◆ Task description:
Please reproduce the stretch from "query: the noun phrase to segment: rough" through "Trace the outline of every instance of the rough", substituting "gravel path" for "textured ground" and keeping everything else unchanged.
-*-
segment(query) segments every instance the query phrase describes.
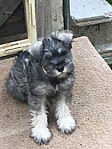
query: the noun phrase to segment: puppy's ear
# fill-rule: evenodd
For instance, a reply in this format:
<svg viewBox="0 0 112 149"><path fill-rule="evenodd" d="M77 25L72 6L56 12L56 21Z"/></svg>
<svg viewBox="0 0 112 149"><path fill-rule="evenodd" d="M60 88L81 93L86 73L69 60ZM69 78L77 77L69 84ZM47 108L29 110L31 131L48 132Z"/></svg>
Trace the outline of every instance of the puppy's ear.
<svg viewBox="0 0 112 149"><path fill-rule="evenodd" d="M38 40L37 42L35 42L34 44L32 44L29 48L28 48L28 52L37 60L40 60L42 58L42 48L43 48L43 44L42 44L42 39Z"/></svg>
<svg viewBox="0 0 112 149"><path fill-rule="evenodd" d="M69 30L62 32L56 32L52 34L54 37L58 38L63 44L69 45L73 39L73 33Z"/></svg>

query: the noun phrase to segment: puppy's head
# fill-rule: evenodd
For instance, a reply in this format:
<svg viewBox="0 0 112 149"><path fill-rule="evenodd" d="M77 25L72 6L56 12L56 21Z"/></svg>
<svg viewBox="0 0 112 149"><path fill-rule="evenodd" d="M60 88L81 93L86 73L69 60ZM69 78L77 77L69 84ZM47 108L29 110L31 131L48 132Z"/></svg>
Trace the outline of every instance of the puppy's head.
<svg viewBox="0 0 112 149"><path fill-rule="evenodd" d="M70 31L63 31L42 39L40 50L35 52L38 53L38 58L41 58L42 69L48 76L63 78L73 72L72 38Z"/></svg>

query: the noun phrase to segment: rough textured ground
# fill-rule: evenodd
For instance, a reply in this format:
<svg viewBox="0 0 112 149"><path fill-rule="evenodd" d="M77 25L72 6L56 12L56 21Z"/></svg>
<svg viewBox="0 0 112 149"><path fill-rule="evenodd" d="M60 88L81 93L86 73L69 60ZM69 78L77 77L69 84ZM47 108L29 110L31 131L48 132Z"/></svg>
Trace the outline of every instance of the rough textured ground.
<svg viewBox="0 0 112 149"><path fill-rule="evenodd" d="M49 145L30 138L26 104L12 99L4 86L12 59L0 61L0 149L112 149L112 71L86 37L73 42L76 83L71 111L77 120L72 135L51 130Z"/></svg>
-*-
◆ Answer to this task:
query: the noun phrase to segment: rough gravel path
# fill-rule: evenodd
For instance, a reply in this format:
<svg viewBox="0 0 112 149"><path fill-rule="evenodd" d="M77 25L72 6L56 12L56 21Z"/></svg>
<svg viewBox="0 0 112 149"><path fill-rule="evenodd" d="M60 88L81 93L86 73L69 60ZM69 78L77 77L69 84ZM47 108L29 110L31 131L48 132Z"/></svg>
Trace the outline of every instance of the rough gravel path.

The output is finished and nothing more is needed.